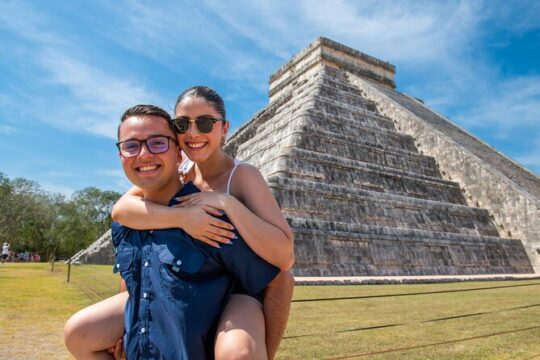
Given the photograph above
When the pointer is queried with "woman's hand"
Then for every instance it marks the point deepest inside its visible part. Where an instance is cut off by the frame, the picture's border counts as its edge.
(215, 200)
(202, 226)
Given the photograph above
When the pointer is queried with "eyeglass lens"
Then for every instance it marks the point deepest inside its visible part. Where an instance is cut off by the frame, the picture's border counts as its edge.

# # # # #

• **Exercise requirements**:
Omitting the images, output each record precisely as written.

• **Task result**:
Given the photograph above
When the pointer is queried with "woman's hand"
Then for every instance it marks the point deepest inside its visible part. Where an instance is cut off by the frame, the picture's border counts as its edge.
(215, 200)
(202, 226)
Given the photograph above
When the pointer is queried with "eyeglass lens"
Then for every instance it marks the point deepest inside its visible part. Where an instance is cut off by the frame, the picture's border counts as its edge.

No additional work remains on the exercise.